== Directions for this task ==
Write out the material word for word from its first line through the line containing "[[[46,43],[53,104],[108,103],[105,56]]]", including both ends. Leave the pictures out.

== Supplied data ==
##########
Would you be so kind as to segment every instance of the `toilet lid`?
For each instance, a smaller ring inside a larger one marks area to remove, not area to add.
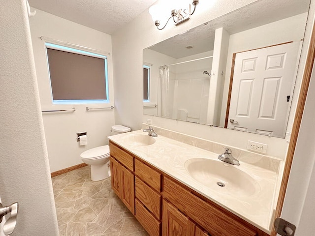
[[[112,126],[112,130],[119,133],[126,133],[130,131],[131,129],[128,127],[118,124],[117,125],[113,125]]]
[[[80,155],[84,159],[95,159],[109,155],[109,146],[97,147],[84,151]]]

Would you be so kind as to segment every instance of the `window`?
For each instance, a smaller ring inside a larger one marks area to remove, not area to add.
[[[143,65],[143,101],[150,102],[150,66]]]
[[[46,43],[53,104],[108,103],[105,56]]]

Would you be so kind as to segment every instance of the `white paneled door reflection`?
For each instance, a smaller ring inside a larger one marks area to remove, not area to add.
[[[236,54],[228,128],[284,137],[299,46],[291,42]]]

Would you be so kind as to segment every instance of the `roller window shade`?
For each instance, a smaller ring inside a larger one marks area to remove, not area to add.
[[[107,99],[105,59],[47,49],[54,100]]]
[[[143,100],[149,100],[149,69],[143,68]]]

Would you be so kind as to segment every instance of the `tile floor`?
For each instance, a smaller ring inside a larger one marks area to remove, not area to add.
[[[60,236],[148,236],[111,188],[92,181],[90,166],[52,178]]]

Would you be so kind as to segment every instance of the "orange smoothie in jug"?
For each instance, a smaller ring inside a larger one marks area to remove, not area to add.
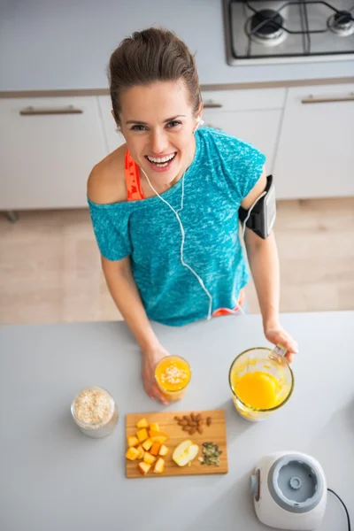
[[[168,400],[180,400],[189,383],[191,370],[189,363],[179,356],[167,356],[155,369],[159,389]]]
[[[279,381],[269,373],[245,373],[236,380],[234,389],[243,404],[255,409],[272,409],[281,401]]]

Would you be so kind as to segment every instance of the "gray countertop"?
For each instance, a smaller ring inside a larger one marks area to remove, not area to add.
[[[221,0],[3,0],[0,92],[105,88],[112,51],[150,26],[187,42],[205,86],[354,75],[352,60],[229,66]]]
[[[264,455],[304,451],[354,519],[354,312],[286,314],[298,341],[290,401],[262,423],[238,416],[227,374],[246,348],[266,345],[258,315],[223,317],[182,328],[154,327],[186,357],[193,382],[171,411],[224,408],[226,475],[125,478],[125,414],[163,410],[144,394],[140,354],[125,323],[0,328],[0,528],[2,531],[257,531],[250,473]],[[70,416],[75,393],[106,388],[119,420],[105,439],[83,435]],[[330,496],[330,495],[329,495]],[[329,497],[321,530],[346,531]]]

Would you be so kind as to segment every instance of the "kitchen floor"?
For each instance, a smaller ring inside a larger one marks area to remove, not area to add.
[[[278,204],[281,312],[354,309],[353,227],[354,198]],[[87,210],[0,215],[0,323],[117,319]]]

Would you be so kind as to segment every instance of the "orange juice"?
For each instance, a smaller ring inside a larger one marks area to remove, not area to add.
[[[189,363],[179,356],[164,358],[155,369],[156,381],[167,400],[181,400],[190,377]]]
[[[239,354],[228,381],[237,412],[253,421],[266,419],[286,404],[294,389],[293,372],[285,358],[266,347]]]
[[[262,371],[245,373],[235,382],[234,389],[243,404],[255,409],[272,409],[279,403],[279,381]]]

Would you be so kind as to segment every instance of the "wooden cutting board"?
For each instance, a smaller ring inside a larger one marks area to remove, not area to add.
[[[203,434],[198,432],[194,435],[189,435],[182,430],[182,427],[177,424],[175,417],[183,417],[183,415],[190,415],[192,412],[168,412],[159,413],[134,413],[126,416],[126,435],[135,435],[138,428],[136,423],[141,419],[146,419],[149,423],[158,422],[160,431],[165,432],[169,435],[168,441],[165,445],[168,448],[168,454],[163,458],[165,462],[165,470],[162,473],[153,473],[151,466],[146,476],[142,475],[138,470],[139,461],[129,461],[126,459],[126,475],[127,478],[149,478],[149,477],[165,477],[165,476],[181,476],[181,475],[197,475],[197,474],[214,474],[227,473],[228,472],[227,466],[227,433],[225,413],[223,410],[211,410],[193,412],[196,415],[202,414],[204,419]],[[206,426],[205,421],[208,417],[212,419],[211,426]],[[193,443],[198,444],[199,453],[192,461],[191,466],[179,466],[173,461],[172,455],[175,447],[185,441],[190,439]],[[219,457],[219,466],[215,465],[202,465],[198,459],[203,456],[202,445],[203,442],[214,442],[218,444],[219,450],[222,451]]]

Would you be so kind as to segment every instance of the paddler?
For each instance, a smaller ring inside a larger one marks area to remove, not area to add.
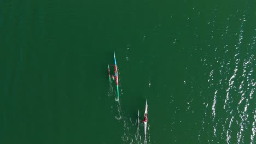
[[[148,118],[147,118],[147,113],[145,113],[145,115],[144,116],[144,119],[143,121],[142,121],[142,122],[147,123],[147,121],[148,121]]]

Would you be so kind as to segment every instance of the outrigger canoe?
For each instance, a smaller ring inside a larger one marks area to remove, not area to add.
[[[108,76],[109,77],[109,82],[111,82],[111,78],[110,78],[110,70],[109,70],[109,65],[114,65],[115,67],[115,74],[114,74],[114,77],[115,77],[115,83],[117,85],[117,97],[118,97],[118,100],[119,99],[119,91],[118,90],[118,69],[117,69],[117,61],[115,60],[115,51],[114,51],[114,64],[108,64]]]
[[[147,102],[146,100],[146,109],[145,109],[145,113],[144,113],[144,116],[147,118],[148,120],[148,103]],[[147,135],[147,122],[144,122],[144,135],[145,135],[145,141],[146,141],[146,135]]]

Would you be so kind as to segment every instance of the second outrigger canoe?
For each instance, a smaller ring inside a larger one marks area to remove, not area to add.
[[[109,77],[109,82],[111,82],[111,78],[110,78],[110,70],[109,70],[109,65],[114,65],[115,67],[115,73],[114,73],[114,77],[115,80],[115,83],[117,85],[117,97],[118,100],[119,99],[119,91],[118,90],[118,71],[117,65],[117,61],[115,60],[115,51],[114,51],[114,64],[109,64],[108,65],[108,76]]]

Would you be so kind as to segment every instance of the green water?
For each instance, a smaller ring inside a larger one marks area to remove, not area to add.
[[[0,1],[0,143],[255,143],[255,4]]]

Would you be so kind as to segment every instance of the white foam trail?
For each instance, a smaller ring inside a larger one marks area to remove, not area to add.
[[[255,141],[255,133],[256,133],[256,127],[255,127],[256,123],[256,110],[254,111],[254,121],[252,123],[252,134],[251,135],[251,144],[254,144]]]

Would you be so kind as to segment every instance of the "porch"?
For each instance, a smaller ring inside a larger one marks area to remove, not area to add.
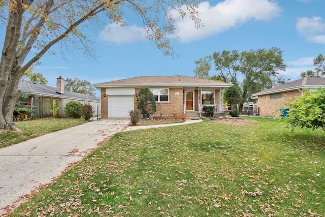
[[[214,117],[220,117],[224,116],[223,105],[221,104],[199,104],[198,110],[188,111],[186,110],[186,105],[184,104],[184,114],[187,116],[188,119],[199,118],[205,116],[205,112],[203,111],[205,106],[214,106]]]
[[[188,118],[201,118],[205,113],[204,106],[214,106],[214,116],[224,116],[223,104],[224,89],[196,88],[195,90],[184,90],[183,112]]]

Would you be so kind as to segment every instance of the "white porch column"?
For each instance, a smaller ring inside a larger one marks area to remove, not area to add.
[[[223,93],[224,89],[220,89],[219,92],[219,111],[223,112]]]

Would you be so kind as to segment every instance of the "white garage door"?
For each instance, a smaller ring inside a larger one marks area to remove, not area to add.
[[[133,96],[109,96],[108,117],[129,117],[128,111],[134,109]]]

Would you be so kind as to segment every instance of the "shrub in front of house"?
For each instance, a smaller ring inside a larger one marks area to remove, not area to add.
[[[82,104],[79,102],[71,101],[64,107],[64,113],[69,117],[80,118],[81,117]]]
[[[131,118],[131,125],[136,126],[137,123],[140,120],[140,112],[137,110],[131,110],[128,111],[128,115]]]
[[[31,106],[16,104],[13,117],[14,120],[24,120],[29,118],[33,113]]]
[[[229,114],[233,117],[239,117],[239,111],[238,109],[235,109],[235,111],[229,111]]]
[[[212,117],[214,114],[214,106],[203,106],[203,111],[205,112],[207,117]]]
[[[92,116],[93,108],[89,103],[85,103],[81,107],[81,114],[85,120],[89,120]]]

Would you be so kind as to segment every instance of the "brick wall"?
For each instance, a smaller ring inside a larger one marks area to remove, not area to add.
[[[140,88],[136,88],[136,93],[138,94]],[[178,92],[179,95],[175,95]],[[184,97],[182,88],[169,88],[169,102],[156,102],[157,111],[153,114],[153,116],[160,116],[160,113],[163,115],[173,115],[174,114],[180,114],[183,113],[183,104]],[[134,108],[137,109],[137,99],[135,97]]]
[[[282,92],[282,98],[273,99],[270,99],[269,94],[258,96],[256,108],[257,109],[259,108],[259,115],[263,117],[278,117],[280,115],[280,109],[284,108],[297,97],[301,96],[301,92],[298,89]]]

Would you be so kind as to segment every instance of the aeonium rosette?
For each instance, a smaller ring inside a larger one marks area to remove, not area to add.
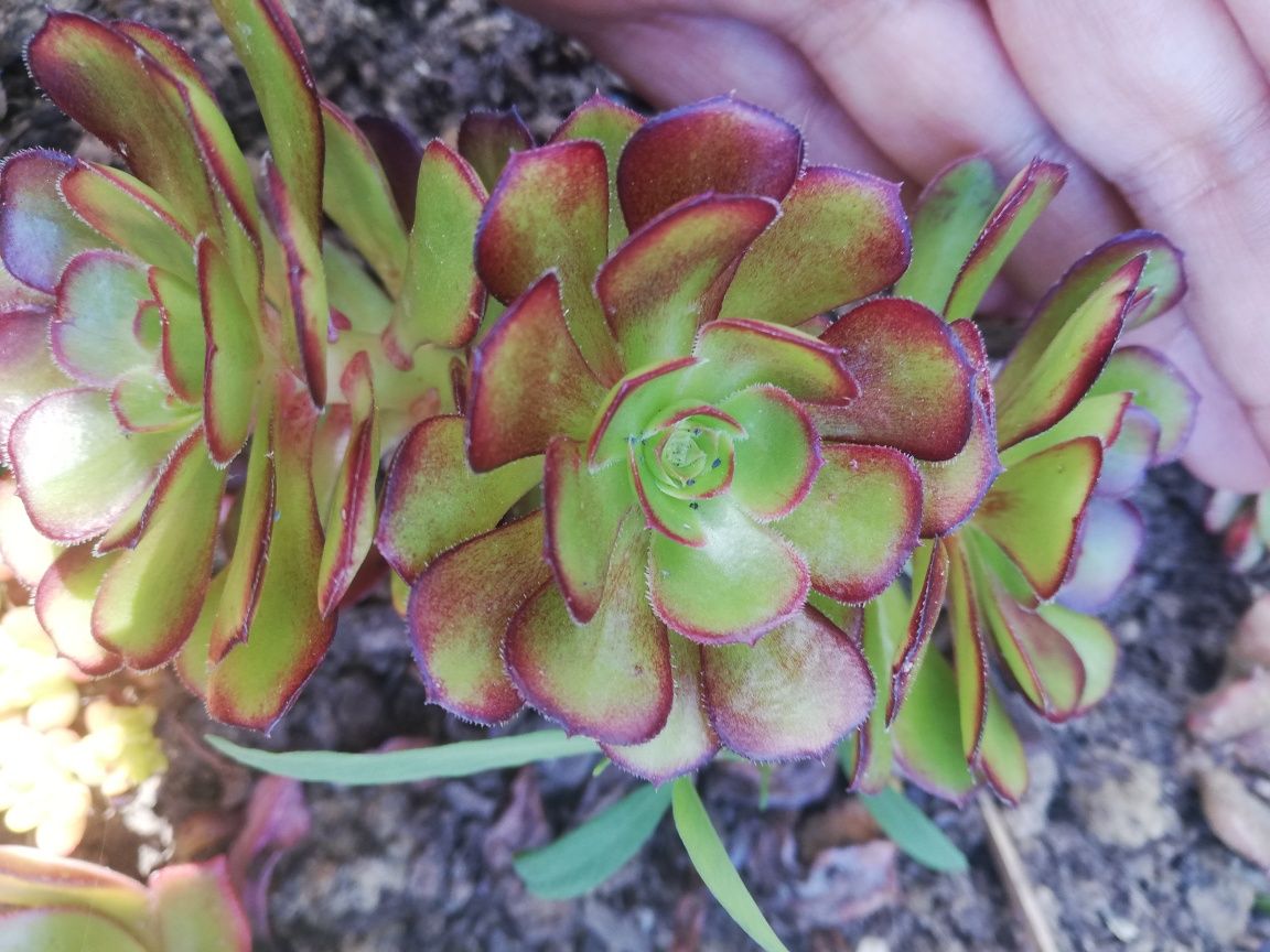
[[[804,169],[796,129],[733,99],[646,124],[594,99],[514,154],[476,237],[509,306],[465,416],[404,442],[378,534],[432,699],[485,724],[528,702],[655,781],[856,727],[850,605],[917,545],[911,454],[961,448],[972,368],[909,301],[850,311],[850,347],[798,325],[907,260],[893,185]]]

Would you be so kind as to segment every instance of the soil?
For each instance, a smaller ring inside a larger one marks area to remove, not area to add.
[[[260,127],[229,42],[203,0],[56,3],[144,18],[192,48],[244,142]],[[93,149],[43,102],[20,65],[43,4],[3,0],[0,152],[32,145]],[[479,0],[304,0],[297,22],[323,93],[353,114],[380,112],[425,136],[452,136],[471,107],[517,107],[544,135],[596,89],[622,86],[585,51]],[[6,105],[6,112],[5,112]],[[1232,574],[1205,536],[1205,490],[1177,467],[1138,499],[1148,541],[1139,574],[1107,614],[1123,645],[1111,696],[1064,727],[1024,712],[1033,788],[1007,816],[1064,951],[1270,949],[1253,913],[1265,875],[1208,831],[1182,730],[1217,680],[1223,650],[1257,580]],[[85,839],[85,858],[146,872],[221,849],[253,783],[202,746],[208,724],[170,680],[161,722],[173,769],[119,801]],[[513,730],[540,726],[530,720]],[[349,611],[326,663],[268,744],[367,750],[403,737],[444,743],[475,729],[424,703],[401,622],[382,602]],[[259,743],[259,739],[251,739]],[[549,902],[511,867],[631,787],[585,758],[446,783],[310,786],[311,836],[277,867],[268,901],[277,952],[479,949],[739,949],[747,942],[696,880],[663,823],[640,857],[593,895]],[[978,809],[912,792],[970,859],[937,875],[871,839],[833,764],[782,768],[768,809],[757,774],[724,764],[701,787],[759,905],[791,949],[958,952],[1024,948]]]

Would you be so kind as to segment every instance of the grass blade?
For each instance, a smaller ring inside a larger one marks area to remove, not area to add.
[[[340,783],[348,787],[470,777],[485,770],[523,767],[537,760],[579,757],[599,750],[594,741],[569,737],[564,731],[536,731],[509,737],[464,740],[418,750],[367,754],[340,754],[329,750],[274,754],[239,746],[215,735],[207,735],[206,740],[231,760],[265,773],[312,783]]]
[[[640,787],[555,843],[512,861],[526,889],[573,899],[621,869],[653,835],[671,806],[671,787]]]
[[[766,952],[789,952],[772,932],[754,897],[749,895],[737,867],[732,864],[732,858],[719,839],[714,824],[710,823],[710,815],[691,777],[681,777],[674,782],[671,803],[674,828],[679,831],[688,859],[706,883],[706,889],[719,900],[719,905]]]

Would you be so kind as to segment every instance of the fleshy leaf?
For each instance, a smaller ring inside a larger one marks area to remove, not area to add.
[[[395,363],[408,367],[420,344],[464,347],[480,325],[485,292],[471,248],[485,189],[457,152],[433,140],[419,165],[405,281],[385,334]]]
[[[801,324],[885,288],[904,273],[909,250],[898,185],[812,166],[742,259],[723,316]]]
[[[1006,185],[997,206],[975,239],[974,248],[949,292],[944,315],[950,321],[973,317],[988,286],[1001,272],[1033,222],[1049,206],[1067,182],[1067,169],[1055,162],[1034,159]]]
[[[997,650],[1024,697],[1048,720],[1073,717],[1085,693],[1080,654],[1044,616],[1015,602],[999,585],[984,581],[980,592]]]
[[[80,218],[124,251],[194,282],[193,236],[168,199],[144,182],[80,161],[62,176],[61,193]]]
[[[1068,315],[1087,301],[1099,286],[1140,255],[1146,255],[1147,261],[1125,326],[1146,324],[1176,305],[1186,293],[1182,253],[1154,231],[1116,235],[1068,268],[1058,283],[1045,292],[1045,297],[1036,305],[1027,336],[1019,343],[1026,359],[1039,359]],[[1149,296],[1149,301],[1144,300],[1146,296]]]
[[[112,556],[94,557],[88,546],[70,548],[44,572],[36,589],[36,614],[41,627],[85,674],[100,677],[118,670],[119,656],[102,647],[91,635],[93,600]]]
[[[974,790],[956,717],[956,679],[939,651],[927,651],[892,725],[895,762],[922,790],[963,801]]]
[[[0,952],[77,952],[85,937],[93,952],[147,952],[113,919],[83,909],[5,909],[0,911]]]
[[[547,444],[542,479],[545,555],[569,614],[579,625],[599,608],[617,529],[634,500],[626,467],[592,471],[583,446],[564,437]]]
[[[318,609],[321,523],[312,490],[316,410],[302,383],[278,380],[274,413],[276,522],[244,644],[212,669],[207,710],[217,720],[268,730],[295,701],[335,633]]]
[[[587,443],[587,461],[592,468],[625,458],[631,439],[649,435],[650,420],[659,418],[667,406],[682,399],[688,383],[697,382],[696,358],[668,360],[618,381],[596,414]]]
[[[503,644],[521,694],[570,732],[605,744],[654,737],[671,712],[667,632],[648,607],[648,533],[635,513],[613,545],[599,609],[587,625],[569,617],[546,583],[512,618]]]
[[[719,735],[706,716],[701,694],[704,649],[678,635],[672,633],[669,638],[674,697],[665,726],[644,744],[603,746],[610,760],[652,783],[664,783],[695,770],[719,750]]]
[[[649,221],[605,261],[596,293],[626,367],[688,353],[697,327],[718,315],[730,265],[779,212],[767,198],[700,195]]]
[[[58,193],[58,183],[74,166],[69,155],[48,149],[18,152],[0,162],[3,269],[50,294],[71,258],[105,244]]]
[[[1132,503],[1091,499],[1058,600],[1078,612],[1102,611],[1133,572],[1144,537],[1142,515]]]
[[[349,393],[354,387],[371,390],[371,364],[364,352],[353,359],[344,377],[354,418],[326,515],[318,589],[323,616],[330,614],[348,593],[357,570],[371,551],[378,522],[375,481],[380,472],[380,414],[372,393],[366,392],[356,401]]]
[[[326,155],[323,208],[343,231],[390,294],[401,291],[406,234],[384,168],[357,124],[321,100]]]
[[[389,753],[376,750],[368,754],[340,754],[331,750],[292,750],[274,754],[239,746],[215,735],[207,735],[204,739],[226,757],[258,770],[311,783],[339,783],[349,787],[471,777],[558,757],[583,757],[597,750],[593,740],[568,737],[564,731],[533,731],[507,737],[461,740],[434,748]]]
[[[1063,419],[1093,385],[1120,336],[1144,263],[1146,256],[1135,258],[1100,284],[1036,354],[1024,345],[1030,335],[1048,329],[1027,329],[1020,349],[996,378],[997,439],[1002,447]]]
[[[478,472],[583,437],[605,392],[569,334],[560,282],[545,274],[503,312],[472,355],[469,453]]]
[[[974,763],[988,717],[987,632],[966,555],[959,545],[950,548],[947,612],[952,628],[958,722],[961,753],[968,763]]]
[[[913,461],[889,447],[824,443],[812,494],[777,529],[801,552],[812,584],[838,602],[885,589],[917,547],[922,484]]]
[[[812,420],[780,387],[758,385],[720,404],[745,428],[733,443],[737,473],[730,496],[758,522],[789,515],[820,472],[820,440]]]
[[[1102,468],[1095,491],[1119,499],[1133,493],[1147,479],[1147,470],[1160,446],[1160,424],[1140,406],[1129,406],[1120,432],[1102,451]]]
[[[961,159],[931,179],[913,209],[913,260],[895,294],[942,310],[999,194],[992,164],[979,156]]]
[[[321,234],[321,108],[296,28],[277,0],[212,0],[260,105],[269,147],[300,222]]]
[[[682,546],[653,533],[649,598],[672,631],[693,641],[753,642],[806,600],[803,557],[726,501],[709,512],[706,543]]]
[[[974,524],[1006,550],[1041,598],[1052,598],[1067,578],[1101,465],[1095,437],[1060,443],[1001,473],[974,514]]]
[[[634,232],[691,195],[784,198],[801,168],[803,136],[794,126],[757,105],[716,96],[640,127],[617,166],[617,194]]]
[[[706,889],[719,900],[728,915],[733,918],[745,934],[765,952],[789,952],[785,944],[767,924],[762,910],[740,881],[737,867],[733,866],[728,849],[719,839],[710,815],[701,802],[701,796],[691,777],[681,777],[671,791],[671,806],[674,816],[674,829],[678,830],[683,848],[692,861],[693,868],[701,876]]]
[[[419,575],[406,619],[429,701],[480,724],[521,710],[503,666],[503,636],[516,609],[550,579],[541,552],[535,514],[448,550]]]
[[[212,459],[225,466],[251,432],[260,343],[226,258],[206,237],[199,239],[196,250],[207,335],[203,421]]]
[[[753,645],[704,649],[701,671],[719,737],[752,760],[823,755],[874,703],[860,649],[814,608]]]
[[[202,430],[173,453],[135,548],[121,553],[93,605],[93,637],[145,670],[170,659],[189,635],[212,571],[225,473]]]
[[[598,93],[579,105],[559,128],[551,133],[552,142],[573,138],[592,138],[603,147],[608,160],[608,246],[617,248],[626,237],[626,220],[622,217],[621,202],[617,197],[617,162],[622,150],[644,124],[644,117],[621,103],[606,99]],[[460,129],[462,136],[462,129]],[[460,141],[462,141],[460,138]]]
[[[1111,354],[1090,393],[1116,391],[1132,392],[1134,405],[1160,423],[1160,444],[1152,463],[1176,459],[1195,426],[1199,393],[1190,381],[1151,348],[1125,347]]]
[[[1010,803],[1017,803],[1027,791],[1027,755],[1019,731],[1010,721],[997,692],[988,688],[988,716],[979,744],[979,769],[988,786]]]
[[[79,382],[109,386],[155,358],[132,333],[137,308],[150,296],[145,267],[118,251],[85,251],[71,259],[57,284],[57,312],[48,338],[53,359]]]
[[[754,383],[771,383],[799,401],[836,402],[856,396],[839,348],[766,321],[710,321],[693,355],[702,367],[692,396],[721,400]]]
[[[224,857],[165,866],[149,885],[164,952],[251,952],[251,929]]]
[[[225,654],[246,640],[260,597],[260,580],[273,534],[277,512],[277,485],[273,465],[273,426],[257,428],[246,461],[246,481],[239,494],[239,520],[234,555],[221,572],[222,594],[217,598],[215,619],[208,632],[207,658],[220,663]]]
[[[904,704],[908,683],[917,670],[922,652],[926,651],[926,645],[930,644],[935,631],[935,623],[944,609],[944,597],[949,586],[949,548],[946,543],[935,541],[923,543],[913,552],[913,607],[908,614],[907,637],[900,650],[894,652],[895,660],[890,665],[888,725],[895,720],[895,715]]]
[[[288,24],[290,25],[290,24]],[[330,303],[321,260],[321,231],[311,231],[300,197],[287,187],[279,166],[265,160],[272,223],[282,248],[287,275],[287,307],[300,350],[296,367],[309,382],[316,406],[326,404],[326,335]],[[286,335],[291,338],[290,334]]]
[[[671,787],[641,786],[555,843],[521,853],[512,863],[535,896],[582,896],[630,862],[669,806]]]
[[[997,433],[982,400],[974,401],[974,419],[965,447],[946,463],[918,461],[922,477],[923,538],[946,536],[969,519],[1001,473]]]
[[[820,339],[842,348],[860,396],[817,407],[820,434],[951,459],[970,435],[974,368],[944,320],[916,301],[861,305]]]
[[[376,543],[406,581],[447,548],[488,532],[542,475],[540,459],[518,459],[472,472],[464,452],[464,420],[433,416],[401,443],[384,493]],[[437,493],[444,486],[444,493]]]
[[[512,152],[533,147],[533,135],[516,109],[475,109],[458,124],[458,154],[471,162],[488,190],[493,190]]]
[[[1041,605],[1039,611],[1041,618],[1053,625],[1081,656],[1085,689],[1076,713],[1083,713],[1111,691],[1120,646],[1100,618],[1058,604]]]
[[[0,311],[0,462],[9,458],[14,420],[46,393],[71,385],[48,352],[48,320],[43,307]]]
[[[171,444],[171,434],[122,430],[107,393],[61,390],[14,421],[9,459],[36,528],[83,542],[154,482]]]
[[[591,292],[608,250],[608,174],[598,142],[558,142],[516,152],[476,231],[476,270],[511,303],[555,269],[569,333],[587,364],[611,383],[617,344]]]

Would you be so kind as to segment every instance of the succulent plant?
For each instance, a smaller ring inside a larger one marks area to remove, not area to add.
##########
== Solution to this exercise ==
Would you be so kind as to segment every instance of the `toilet lid`?
For each instance, a smaller ring inside a larger one marks area to remove, not area to add.
[[[112,126],[112,130],[119,133],[126,133],[130,131],[131,129],[128,127],[118,124],[117,125],[113,125]]]
[[[80,155],[84,159],[95,159],[109,155],[109,146],[97,147],[84,151]]]

Would you be so kind as to segment every instance of the `window`?
For each instance, a smaller ring inside a larger one marks area to remove, not area to add.
[[[143,65],[143,101],[150,102],[150,66]]]
[[[46,43],[53,104],[108,103],[105,56]]]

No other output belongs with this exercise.